Supplied text:
## start

Below is a complete, production-style pyATS workflow script. It performs pre-check snapshotting, saves to disk, runs optional change step (placeholder), then performs post-checks and diffs, and writes a human-readable report plus a JSON document suitable for GUI ingestion.

Save as pyats_change_check.py.

#!/usr/bin/env python3
"""
pyats_change_check.py
Automated pre/post config change checks for brownfield networks using pyATS.
Usage:
  python pyats_change_check.py --testbed testbed.yml --run-id change001
"""

import argparse, json, os, difflib, time
from datetime import datetime
from pathlib import Path
from genie.testbed import load
from pprint import pprint

OUTDIR = Path("results")
OUTDIR.mkdir(exist_ok=True)

# Configurable "checks" thresholds & test targets
PING_TARGETS = ["8.8.8.8"]  # example: replace with internal targets
BGP_MIN_PEERS = 1
HIGH_CPU_THRESHOLD = 85.0  # percent

def now_ts():
    return datetime.utcnow().isoformat() + "Z"

def save_raw(device_name, name, content):
    d = OUTDIR / device_name
    d.mkdir(parents=True, exist_ok=True)
    fname = d / f"{name}.txt"
    with open(fname, "w") as f:
        f.write(content)
    return str(fname)

def run_show_and_save(device, cmd, device_name, label):
    """Execute command and save raw output; return raw text."""
    try:
        out = device.execute(cmd)
        path = save_raw(device_name, label, out)
        return out, path
    except Exception as e:
        return None, str(e)

def collect_device_snapshot(device):
    dname = device.name
    snapshot = {"device": dname, "collected_at": now_ts(), "data": {}}
    device.connect(log_stdout=False)
    device.execute("terminal length 0")
    # Collect key outputs (extend as required per vendor)
    commands = {
        "running_config": "show running-config",
        "interfaces": "show interfaces status",
        "ip_brief": "show ip interface brief",
        "bgp_summary": "show ip bgp summary",
        "ospf_neighbors": "show ip ospf neighbor",
        "ip_route": "show ip route",
        "arp": "show ip arp",
        "logging": "show logging | tail 50",
        "cpu": "show processes cpu | include CPU"
    }
    for label, cmd in commands.items():
        out, path = run_show_and_save(device, cmd, dname, label)
        snapshot["data"][label] = {"cmd": cmd, "raw_path": path, "raw": out}
    device.disconnect()
    return snapshot

def parse_bgp_summary(raw):
    # simple parser: look for lines like "Neighbors: 2"
    peers = None
    if not raw:
        return {"peers": None}
    for line in raw.splitlines():
        if "Neighbors" in line and ":" in line:
            try:
                peers = int(line.split(":")[1].strip())
            except:
                peers = None
    # Genie would give a better structure if available; fallback simple parse
    return {"peers": peers}

def evaluate_pre_checks(snapshot):
    """
    Return list of issues found (empty if OK). Example checks:
    - Device responded to commands (raw not None)
    - CPU under threshold
    - BGP peers >= BGP_MIN_PEERS (if BGP present)
    """

## end

(Outline labeling records)
## start

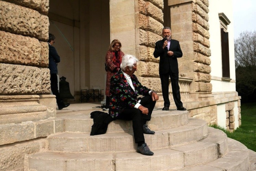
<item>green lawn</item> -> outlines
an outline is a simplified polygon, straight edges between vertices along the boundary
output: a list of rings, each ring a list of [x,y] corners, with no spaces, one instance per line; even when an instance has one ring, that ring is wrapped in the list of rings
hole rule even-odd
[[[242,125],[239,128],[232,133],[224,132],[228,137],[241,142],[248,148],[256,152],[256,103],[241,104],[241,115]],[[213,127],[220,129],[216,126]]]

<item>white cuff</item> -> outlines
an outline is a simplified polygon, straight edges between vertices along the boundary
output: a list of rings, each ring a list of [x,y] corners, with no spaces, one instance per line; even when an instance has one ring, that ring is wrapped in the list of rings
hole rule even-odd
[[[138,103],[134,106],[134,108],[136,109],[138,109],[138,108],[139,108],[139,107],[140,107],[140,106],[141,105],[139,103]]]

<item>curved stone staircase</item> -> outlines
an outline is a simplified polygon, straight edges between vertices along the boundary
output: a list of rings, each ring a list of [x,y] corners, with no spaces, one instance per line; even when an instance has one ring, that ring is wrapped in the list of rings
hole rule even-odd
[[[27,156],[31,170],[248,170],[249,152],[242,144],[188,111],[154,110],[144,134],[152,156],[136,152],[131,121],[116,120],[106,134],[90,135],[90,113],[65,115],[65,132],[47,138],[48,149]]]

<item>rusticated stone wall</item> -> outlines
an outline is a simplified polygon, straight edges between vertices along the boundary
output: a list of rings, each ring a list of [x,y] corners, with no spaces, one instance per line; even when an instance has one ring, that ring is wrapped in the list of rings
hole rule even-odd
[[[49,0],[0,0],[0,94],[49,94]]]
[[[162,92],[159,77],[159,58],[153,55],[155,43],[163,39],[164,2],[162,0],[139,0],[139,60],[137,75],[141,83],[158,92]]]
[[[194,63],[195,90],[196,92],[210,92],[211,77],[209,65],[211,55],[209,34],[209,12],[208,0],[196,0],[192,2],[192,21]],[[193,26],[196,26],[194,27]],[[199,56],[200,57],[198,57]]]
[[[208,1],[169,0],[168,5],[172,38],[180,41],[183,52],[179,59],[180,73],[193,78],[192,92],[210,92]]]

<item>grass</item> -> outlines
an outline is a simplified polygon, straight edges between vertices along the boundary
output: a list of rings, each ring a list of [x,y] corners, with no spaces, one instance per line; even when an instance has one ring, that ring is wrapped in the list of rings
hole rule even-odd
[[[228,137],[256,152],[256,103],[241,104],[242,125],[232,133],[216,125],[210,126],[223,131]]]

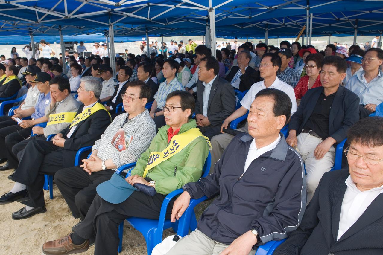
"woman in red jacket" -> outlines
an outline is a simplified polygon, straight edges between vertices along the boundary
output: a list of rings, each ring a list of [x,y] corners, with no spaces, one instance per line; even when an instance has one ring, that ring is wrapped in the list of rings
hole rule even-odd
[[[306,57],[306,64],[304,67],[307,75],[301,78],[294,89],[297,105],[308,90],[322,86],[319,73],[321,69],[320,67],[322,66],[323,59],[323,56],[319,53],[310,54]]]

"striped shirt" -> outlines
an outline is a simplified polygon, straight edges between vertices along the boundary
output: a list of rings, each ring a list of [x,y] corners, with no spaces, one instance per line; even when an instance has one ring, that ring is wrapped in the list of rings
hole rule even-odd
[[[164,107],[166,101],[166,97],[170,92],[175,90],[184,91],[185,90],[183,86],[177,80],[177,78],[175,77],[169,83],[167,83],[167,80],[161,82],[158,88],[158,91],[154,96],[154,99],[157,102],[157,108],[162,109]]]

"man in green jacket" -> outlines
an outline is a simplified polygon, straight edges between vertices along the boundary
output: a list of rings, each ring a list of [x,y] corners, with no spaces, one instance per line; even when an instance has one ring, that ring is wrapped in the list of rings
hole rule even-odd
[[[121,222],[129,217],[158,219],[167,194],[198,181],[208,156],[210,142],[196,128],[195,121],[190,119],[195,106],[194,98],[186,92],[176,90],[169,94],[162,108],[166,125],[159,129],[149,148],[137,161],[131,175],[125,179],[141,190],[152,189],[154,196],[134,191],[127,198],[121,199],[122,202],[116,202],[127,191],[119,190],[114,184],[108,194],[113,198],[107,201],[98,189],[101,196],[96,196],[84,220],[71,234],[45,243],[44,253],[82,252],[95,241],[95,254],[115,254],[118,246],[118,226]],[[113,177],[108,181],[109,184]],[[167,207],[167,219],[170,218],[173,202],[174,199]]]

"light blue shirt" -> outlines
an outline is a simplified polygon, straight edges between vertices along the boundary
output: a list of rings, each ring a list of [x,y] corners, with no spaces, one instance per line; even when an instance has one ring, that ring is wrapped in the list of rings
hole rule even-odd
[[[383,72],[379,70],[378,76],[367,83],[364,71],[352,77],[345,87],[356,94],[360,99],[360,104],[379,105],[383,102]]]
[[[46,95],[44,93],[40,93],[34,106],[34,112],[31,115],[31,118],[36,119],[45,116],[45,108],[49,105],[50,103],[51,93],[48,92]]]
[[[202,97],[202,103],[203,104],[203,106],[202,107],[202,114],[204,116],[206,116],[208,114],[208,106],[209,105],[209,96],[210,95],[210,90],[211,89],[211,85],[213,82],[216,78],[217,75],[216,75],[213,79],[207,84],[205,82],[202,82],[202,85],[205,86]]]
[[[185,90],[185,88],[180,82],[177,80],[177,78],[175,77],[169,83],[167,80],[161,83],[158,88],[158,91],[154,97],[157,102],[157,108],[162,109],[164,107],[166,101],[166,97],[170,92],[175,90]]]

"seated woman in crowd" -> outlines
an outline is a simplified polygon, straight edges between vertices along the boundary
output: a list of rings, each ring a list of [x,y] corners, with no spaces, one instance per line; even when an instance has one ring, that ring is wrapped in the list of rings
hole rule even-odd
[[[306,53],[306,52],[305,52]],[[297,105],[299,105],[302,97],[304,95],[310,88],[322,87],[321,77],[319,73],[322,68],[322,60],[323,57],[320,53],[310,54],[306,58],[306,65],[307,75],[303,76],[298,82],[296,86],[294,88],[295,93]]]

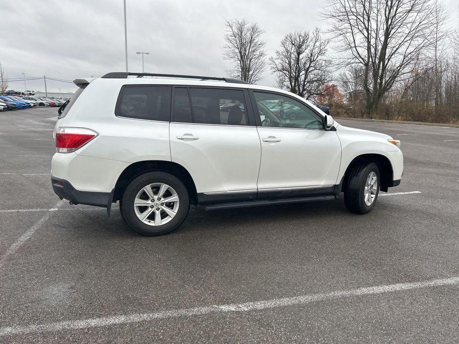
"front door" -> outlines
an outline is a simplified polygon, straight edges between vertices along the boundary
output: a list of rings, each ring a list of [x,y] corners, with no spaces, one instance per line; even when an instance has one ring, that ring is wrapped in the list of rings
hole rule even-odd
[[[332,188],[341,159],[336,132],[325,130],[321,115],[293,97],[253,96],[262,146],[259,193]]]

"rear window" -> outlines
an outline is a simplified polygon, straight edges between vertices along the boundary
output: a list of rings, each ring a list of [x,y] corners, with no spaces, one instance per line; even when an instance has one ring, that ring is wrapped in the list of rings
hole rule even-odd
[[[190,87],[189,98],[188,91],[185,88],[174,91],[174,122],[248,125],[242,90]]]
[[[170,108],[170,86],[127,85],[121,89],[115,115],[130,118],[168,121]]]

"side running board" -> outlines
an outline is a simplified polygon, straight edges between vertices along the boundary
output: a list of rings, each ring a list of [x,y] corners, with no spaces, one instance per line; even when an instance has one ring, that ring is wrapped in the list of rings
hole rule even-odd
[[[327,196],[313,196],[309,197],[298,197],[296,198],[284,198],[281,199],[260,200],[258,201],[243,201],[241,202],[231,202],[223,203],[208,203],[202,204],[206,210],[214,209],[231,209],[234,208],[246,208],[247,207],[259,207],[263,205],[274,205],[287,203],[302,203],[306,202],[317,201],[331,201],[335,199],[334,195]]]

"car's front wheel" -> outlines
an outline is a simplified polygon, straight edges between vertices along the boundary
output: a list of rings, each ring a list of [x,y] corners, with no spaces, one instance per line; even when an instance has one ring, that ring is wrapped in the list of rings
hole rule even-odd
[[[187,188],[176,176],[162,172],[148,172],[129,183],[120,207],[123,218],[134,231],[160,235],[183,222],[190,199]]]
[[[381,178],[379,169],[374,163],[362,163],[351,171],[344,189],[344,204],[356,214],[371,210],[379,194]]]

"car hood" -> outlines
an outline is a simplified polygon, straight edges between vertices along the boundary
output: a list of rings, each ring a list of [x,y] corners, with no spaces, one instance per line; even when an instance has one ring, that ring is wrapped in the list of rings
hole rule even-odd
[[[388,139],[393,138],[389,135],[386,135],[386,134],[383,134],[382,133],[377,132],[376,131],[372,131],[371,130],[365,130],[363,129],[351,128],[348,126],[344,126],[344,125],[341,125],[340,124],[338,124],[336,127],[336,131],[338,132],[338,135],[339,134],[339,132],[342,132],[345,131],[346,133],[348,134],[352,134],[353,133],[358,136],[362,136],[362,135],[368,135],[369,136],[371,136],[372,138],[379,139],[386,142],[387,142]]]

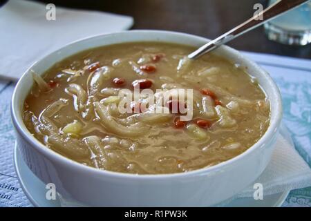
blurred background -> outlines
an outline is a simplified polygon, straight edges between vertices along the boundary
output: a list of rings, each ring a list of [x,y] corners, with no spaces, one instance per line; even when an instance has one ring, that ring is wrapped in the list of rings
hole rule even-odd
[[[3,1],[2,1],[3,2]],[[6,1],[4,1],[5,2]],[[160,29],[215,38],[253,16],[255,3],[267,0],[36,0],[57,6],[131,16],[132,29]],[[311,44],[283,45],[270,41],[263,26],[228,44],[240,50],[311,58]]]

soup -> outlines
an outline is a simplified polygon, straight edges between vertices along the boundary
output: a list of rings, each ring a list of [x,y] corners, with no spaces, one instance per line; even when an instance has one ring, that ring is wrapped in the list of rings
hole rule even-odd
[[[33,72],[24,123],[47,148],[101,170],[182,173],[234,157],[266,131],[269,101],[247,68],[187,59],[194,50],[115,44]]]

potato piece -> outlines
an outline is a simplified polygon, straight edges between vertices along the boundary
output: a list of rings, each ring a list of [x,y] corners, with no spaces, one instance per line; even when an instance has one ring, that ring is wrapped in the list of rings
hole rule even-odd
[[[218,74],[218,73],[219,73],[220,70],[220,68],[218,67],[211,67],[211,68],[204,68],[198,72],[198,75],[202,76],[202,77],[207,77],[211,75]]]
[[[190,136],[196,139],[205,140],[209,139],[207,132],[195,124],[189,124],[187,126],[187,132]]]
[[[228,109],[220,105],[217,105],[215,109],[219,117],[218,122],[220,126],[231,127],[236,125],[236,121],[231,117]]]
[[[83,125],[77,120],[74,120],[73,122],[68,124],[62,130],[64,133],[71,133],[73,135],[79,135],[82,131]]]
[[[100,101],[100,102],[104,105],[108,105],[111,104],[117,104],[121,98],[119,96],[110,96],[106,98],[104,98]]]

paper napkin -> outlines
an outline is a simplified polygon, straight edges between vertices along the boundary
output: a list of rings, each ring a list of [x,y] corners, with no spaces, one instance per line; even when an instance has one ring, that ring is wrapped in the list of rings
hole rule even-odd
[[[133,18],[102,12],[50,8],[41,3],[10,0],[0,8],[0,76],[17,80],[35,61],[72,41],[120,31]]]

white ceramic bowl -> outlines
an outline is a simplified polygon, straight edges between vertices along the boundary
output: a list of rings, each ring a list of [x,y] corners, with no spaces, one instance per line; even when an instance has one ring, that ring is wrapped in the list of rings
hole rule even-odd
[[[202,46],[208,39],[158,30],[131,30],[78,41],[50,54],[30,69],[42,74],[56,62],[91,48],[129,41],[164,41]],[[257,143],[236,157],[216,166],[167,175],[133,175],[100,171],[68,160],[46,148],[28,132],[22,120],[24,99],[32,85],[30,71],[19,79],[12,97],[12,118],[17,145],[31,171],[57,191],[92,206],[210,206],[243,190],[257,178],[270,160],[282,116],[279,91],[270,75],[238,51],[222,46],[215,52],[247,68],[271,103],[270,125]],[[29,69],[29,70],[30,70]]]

## end

Tasks for this exercise:
• A. Set down a passage from the pyATS script text verbatim, beginning at the words "import argparse, json, os, difflib, time" and stopping after "OUTDIR.mkdir(exist_ok=True)".
• B. Name every function that the pyATS script text defines.
Rely on the pyATS script text alone.

Answer set:
• A.
import argparse, json, os, difflib, time
from datetime import datetime
from pathlib import Path
from genie.testbed import load
from pprint import pprint

OUTDIR = Path("results")
OUTDIR.mkdir(exist_ok=True)

• B. now_ts, save_raw, run_show_and_save, collect_device_snapshot, parse_bgp_summary, evaluate_pre_checks